__Görev listesi__
#1 Meltem Kora röportajında “ÇD: Meltem Hanım, merhaba, hoşgeldiniz.” sözcüklerinden “çalışma olduğunu düşünüyorum.” sözcüklerine kadar uzanan bölümü hiçbir değişiklik yapmadan yazın.
#2 Meltem Kora röportajında adı geçen kitabın başlığı, ruh sağlığı bakış açılarını hangi alanlar üzerinden ele aldığını söylüyor; bu alanları başlıktaki biçimleriyle sıralayın.
#3 Meltem Kora röportajını gösterilen son cümleden sonra sürdürün.

:: Belge metni ::

Uzm. Dr. Meltem Kora İle Güzel Bir Röportaj

Çocuk ve Ergen Psikiyatristi Meltem Kora

Çocuk Ve Ergen Psikiyatristi Meltem Kora

ÇD: Meltem Hanım, merhaba, hoşgeldiniz. “Understanding Children and Childhood: Mental Health Perspectives through Art, Aesthetics, and Humanities” adlı kitabınızdan söz etmek isteriz. Biraz bu kitaptan ve içeriğinden söz eder misiniz?

MK: Merhaba, beni ve kitabımı sitenize konuk ettiğiniz için çok teşekkür ederim. Sitenizi büyük bir keyifle takip ediyorum; özellikle erken çocukluk dönemini önceleyen, aile ve çocuk ilişkisini destekleyen bilimsel yaklaşımlı çok güzel bir çalışma olduğunu düşünüyorum.

:::
:: Verilen veriler ::

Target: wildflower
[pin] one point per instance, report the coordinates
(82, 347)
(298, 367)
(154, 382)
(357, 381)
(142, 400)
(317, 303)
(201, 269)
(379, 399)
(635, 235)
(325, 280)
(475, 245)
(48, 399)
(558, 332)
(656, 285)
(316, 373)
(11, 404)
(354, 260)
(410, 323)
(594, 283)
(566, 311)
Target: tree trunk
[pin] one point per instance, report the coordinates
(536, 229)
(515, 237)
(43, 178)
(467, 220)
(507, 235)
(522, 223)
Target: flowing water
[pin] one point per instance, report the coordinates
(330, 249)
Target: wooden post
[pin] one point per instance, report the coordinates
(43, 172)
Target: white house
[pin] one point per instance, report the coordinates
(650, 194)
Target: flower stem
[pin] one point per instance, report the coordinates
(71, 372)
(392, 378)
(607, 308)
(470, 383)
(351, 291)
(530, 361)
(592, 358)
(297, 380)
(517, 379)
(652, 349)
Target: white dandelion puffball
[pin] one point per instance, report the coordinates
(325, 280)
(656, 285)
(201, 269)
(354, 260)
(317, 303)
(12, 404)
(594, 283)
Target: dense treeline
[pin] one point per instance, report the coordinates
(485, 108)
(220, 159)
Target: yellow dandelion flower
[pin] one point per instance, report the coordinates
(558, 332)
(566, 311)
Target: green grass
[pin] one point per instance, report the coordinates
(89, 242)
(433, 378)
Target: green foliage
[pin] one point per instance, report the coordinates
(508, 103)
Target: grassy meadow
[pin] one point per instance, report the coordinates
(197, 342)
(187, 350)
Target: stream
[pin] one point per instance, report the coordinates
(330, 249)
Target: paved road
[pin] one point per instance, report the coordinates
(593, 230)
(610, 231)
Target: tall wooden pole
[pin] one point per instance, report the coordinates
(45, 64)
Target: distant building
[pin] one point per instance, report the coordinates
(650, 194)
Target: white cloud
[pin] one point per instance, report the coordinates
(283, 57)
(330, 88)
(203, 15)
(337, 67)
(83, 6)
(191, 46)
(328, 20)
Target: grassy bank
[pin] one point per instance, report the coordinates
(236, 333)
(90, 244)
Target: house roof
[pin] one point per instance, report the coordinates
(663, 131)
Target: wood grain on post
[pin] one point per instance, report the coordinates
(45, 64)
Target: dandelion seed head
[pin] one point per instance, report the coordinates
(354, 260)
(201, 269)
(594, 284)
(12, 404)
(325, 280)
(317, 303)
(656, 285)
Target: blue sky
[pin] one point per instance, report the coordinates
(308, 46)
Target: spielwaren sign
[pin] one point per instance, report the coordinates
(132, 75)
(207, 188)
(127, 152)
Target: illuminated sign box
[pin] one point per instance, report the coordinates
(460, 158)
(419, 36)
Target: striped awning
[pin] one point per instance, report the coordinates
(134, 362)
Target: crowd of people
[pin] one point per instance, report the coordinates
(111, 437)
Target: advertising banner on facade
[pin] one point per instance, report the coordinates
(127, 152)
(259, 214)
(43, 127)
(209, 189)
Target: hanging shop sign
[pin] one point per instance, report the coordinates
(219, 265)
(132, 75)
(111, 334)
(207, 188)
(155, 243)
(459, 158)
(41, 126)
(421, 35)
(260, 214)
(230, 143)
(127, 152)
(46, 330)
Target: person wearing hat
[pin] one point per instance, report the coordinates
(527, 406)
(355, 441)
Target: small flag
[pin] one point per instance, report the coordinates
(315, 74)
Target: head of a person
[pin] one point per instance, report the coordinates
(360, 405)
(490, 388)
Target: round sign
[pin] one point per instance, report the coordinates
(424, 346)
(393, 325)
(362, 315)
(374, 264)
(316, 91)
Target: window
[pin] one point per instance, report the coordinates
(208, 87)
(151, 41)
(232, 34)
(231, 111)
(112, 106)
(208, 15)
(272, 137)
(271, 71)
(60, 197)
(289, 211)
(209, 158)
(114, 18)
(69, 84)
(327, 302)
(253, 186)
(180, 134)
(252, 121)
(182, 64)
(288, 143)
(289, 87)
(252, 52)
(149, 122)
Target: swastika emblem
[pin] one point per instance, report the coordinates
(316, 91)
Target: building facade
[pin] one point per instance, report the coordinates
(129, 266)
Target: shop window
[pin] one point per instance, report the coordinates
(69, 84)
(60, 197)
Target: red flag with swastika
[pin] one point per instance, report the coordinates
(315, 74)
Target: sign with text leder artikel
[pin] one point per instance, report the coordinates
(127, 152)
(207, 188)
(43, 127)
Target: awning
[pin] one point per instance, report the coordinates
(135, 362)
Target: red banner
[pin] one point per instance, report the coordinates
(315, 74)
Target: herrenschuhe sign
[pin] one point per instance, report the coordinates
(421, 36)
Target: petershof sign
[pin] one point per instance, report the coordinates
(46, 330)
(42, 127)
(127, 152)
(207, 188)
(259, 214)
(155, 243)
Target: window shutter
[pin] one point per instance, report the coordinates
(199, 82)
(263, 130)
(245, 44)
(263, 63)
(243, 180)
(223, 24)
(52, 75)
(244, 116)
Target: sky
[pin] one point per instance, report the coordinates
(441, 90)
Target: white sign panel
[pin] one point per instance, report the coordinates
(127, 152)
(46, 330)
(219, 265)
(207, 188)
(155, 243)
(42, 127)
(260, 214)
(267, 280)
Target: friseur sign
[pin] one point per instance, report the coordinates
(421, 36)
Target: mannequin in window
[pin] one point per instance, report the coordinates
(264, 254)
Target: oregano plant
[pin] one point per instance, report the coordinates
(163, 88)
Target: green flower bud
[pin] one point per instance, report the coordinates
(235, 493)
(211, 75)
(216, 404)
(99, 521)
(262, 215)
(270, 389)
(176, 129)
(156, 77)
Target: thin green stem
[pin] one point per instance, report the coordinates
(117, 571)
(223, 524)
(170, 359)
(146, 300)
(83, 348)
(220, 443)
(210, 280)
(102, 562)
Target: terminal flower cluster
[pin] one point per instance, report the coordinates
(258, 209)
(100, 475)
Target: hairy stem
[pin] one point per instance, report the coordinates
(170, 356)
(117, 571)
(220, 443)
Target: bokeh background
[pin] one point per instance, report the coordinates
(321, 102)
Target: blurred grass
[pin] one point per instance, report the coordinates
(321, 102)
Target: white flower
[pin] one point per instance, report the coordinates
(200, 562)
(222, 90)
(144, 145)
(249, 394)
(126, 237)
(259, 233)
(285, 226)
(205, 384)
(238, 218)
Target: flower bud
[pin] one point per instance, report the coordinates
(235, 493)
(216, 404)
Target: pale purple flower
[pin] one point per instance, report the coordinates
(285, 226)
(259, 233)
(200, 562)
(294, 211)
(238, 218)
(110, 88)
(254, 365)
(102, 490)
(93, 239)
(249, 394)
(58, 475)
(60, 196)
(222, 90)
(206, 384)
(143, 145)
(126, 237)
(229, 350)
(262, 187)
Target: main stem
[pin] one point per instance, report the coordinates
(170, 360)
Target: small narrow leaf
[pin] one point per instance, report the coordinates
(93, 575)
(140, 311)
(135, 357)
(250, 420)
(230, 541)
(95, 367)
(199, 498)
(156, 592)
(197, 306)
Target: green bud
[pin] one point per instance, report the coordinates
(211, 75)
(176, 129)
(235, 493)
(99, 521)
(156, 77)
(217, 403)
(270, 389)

:::

__Görev cevapları__
#1
ÇD: Meltem Hanım, merhaba, hoşgeldiniz. “Understanding Children and Childhood: Mental Health Perspectives through Art, Aesthetics, and Humanities” adlı kitabınızdan söz etmek isteriz. Biraz bu kitaptan ve içeriğinden söz eder misiniz?

MK: Merhaba, beni ve kitabımı sitenize konuk ettiğiniz için çok teşekkür ederim. Sitenizi büyük bir keyifle takip ediyorum; özellikle erken çocukluk dönemini önceleyen, aile ve çocuk ilişkisini destekleyen bilimsel yaklaşımlı çok güzel bir çalışma olduğunu düşünüyorum.

#2
Art
Aesthetics
Humanities

#3
Benim kitap projem hem kendi doğurduğum çocuklarım hem de bana yıllar içinde çeşitli sorularla başvuran çocuklarımın gereksinim alanları ile anneler olarak bizlerin yaşadıklarını bir arada düşünmem ile ortaya çıktı. Bir başka deyişle bu kitabı kendi mesleki deneyim ve düşüncelerimi, kişisel deneyim ve bilgilerim ile birleştirmeye çalıştığım bir deneme olarak yazdım. Kendi çocukluğum, çocuklarım ve genel olarak çocukluk kavramı bir anlamda bir araya geldiler ve ruhbilim ile estetik felsefesi kesişiminde söyleşmeye çalıştılar.

ÇD: Bunu biraz daha açar mısınız?

MK: Şöyle açıklamaya çalışayım. Hastalarım, danışanlarım bana geldiklerinde çocukların sergilediği kimi özellikleri benle birlikte değerlendirirken, hep bir temel soru bizimledir: “Çocuklara anlamlı ve güzel bir hayat sürmeyi nasıl öğreteceğiz?”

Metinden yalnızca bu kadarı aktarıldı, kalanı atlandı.